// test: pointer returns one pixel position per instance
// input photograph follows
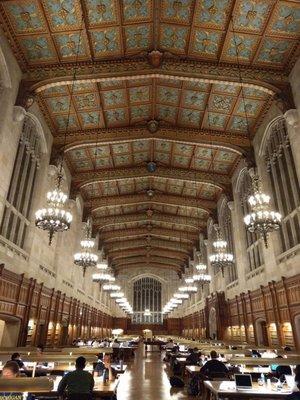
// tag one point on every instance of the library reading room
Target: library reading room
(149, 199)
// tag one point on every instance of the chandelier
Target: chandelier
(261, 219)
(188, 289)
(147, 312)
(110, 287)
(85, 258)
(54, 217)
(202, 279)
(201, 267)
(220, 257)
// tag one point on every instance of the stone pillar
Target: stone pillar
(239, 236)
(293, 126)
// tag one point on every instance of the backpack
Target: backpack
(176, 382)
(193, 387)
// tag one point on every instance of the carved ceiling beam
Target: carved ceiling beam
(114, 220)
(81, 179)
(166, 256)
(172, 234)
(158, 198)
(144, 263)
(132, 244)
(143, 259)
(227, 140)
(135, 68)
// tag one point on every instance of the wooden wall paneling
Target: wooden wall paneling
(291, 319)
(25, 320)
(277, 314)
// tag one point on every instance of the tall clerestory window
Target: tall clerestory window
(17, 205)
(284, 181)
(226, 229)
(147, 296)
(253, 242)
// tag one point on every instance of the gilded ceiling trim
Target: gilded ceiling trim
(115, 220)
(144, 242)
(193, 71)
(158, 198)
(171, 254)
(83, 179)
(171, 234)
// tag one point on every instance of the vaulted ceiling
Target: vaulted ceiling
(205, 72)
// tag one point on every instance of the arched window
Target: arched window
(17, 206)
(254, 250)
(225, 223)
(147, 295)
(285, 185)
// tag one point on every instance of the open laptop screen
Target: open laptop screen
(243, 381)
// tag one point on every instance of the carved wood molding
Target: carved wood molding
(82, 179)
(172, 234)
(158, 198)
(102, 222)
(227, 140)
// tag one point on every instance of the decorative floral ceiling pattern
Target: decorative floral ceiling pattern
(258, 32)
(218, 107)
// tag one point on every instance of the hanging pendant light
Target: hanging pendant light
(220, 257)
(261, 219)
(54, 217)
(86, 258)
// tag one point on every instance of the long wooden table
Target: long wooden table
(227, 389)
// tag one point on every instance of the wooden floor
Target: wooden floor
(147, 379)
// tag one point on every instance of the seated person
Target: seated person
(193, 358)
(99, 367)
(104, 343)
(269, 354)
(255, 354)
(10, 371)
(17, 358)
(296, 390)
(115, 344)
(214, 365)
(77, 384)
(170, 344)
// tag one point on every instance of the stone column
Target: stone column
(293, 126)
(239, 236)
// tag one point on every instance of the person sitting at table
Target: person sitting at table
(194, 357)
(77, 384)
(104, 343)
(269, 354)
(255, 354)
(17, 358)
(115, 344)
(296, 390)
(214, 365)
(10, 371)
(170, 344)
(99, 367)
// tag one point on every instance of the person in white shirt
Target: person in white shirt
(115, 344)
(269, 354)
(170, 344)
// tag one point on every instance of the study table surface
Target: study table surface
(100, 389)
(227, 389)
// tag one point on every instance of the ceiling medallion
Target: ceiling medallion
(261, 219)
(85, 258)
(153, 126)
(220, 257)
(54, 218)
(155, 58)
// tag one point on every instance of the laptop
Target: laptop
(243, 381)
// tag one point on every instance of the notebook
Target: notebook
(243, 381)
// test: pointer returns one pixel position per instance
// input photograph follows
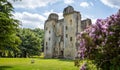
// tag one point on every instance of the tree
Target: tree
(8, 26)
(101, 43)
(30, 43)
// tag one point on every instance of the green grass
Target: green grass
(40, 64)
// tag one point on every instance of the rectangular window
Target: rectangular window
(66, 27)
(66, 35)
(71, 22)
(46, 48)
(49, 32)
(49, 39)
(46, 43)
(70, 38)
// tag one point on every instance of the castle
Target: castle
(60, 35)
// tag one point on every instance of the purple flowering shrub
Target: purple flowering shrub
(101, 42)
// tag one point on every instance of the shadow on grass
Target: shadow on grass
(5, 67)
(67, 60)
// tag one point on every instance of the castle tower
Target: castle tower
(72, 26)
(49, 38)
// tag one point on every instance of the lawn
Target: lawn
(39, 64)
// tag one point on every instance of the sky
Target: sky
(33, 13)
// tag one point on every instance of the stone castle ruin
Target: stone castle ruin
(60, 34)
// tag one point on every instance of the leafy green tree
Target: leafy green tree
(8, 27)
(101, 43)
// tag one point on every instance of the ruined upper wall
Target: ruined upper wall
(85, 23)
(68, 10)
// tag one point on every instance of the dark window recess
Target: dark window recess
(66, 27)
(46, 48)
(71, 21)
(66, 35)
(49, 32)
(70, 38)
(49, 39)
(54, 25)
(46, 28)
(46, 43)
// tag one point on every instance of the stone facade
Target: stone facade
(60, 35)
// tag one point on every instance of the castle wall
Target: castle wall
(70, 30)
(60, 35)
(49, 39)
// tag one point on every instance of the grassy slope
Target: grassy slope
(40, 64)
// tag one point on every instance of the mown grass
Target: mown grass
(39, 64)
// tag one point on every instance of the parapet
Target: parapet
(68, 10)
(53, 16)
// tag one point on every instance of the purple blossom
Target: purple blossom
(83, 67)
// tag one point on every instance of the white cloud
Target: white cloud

→ **THE TASK**: From the data above, output only the lines between the line containing "Target: gilded ceiling trim" and the line containing "the arched window", inclusive, exactly as written.

→ **RESULT OF THE TASK**:
Target: gilded ceiling trim
(115, 220)
(144, 242)
(193, 71)
(158, 198)
(171, 254)
(83, 179)
(171, 234)
// tag one point on every instance of the vaulted ceiling
Target: vaulted ceiling
(205, 72)
// tag one point on every instance of the arched window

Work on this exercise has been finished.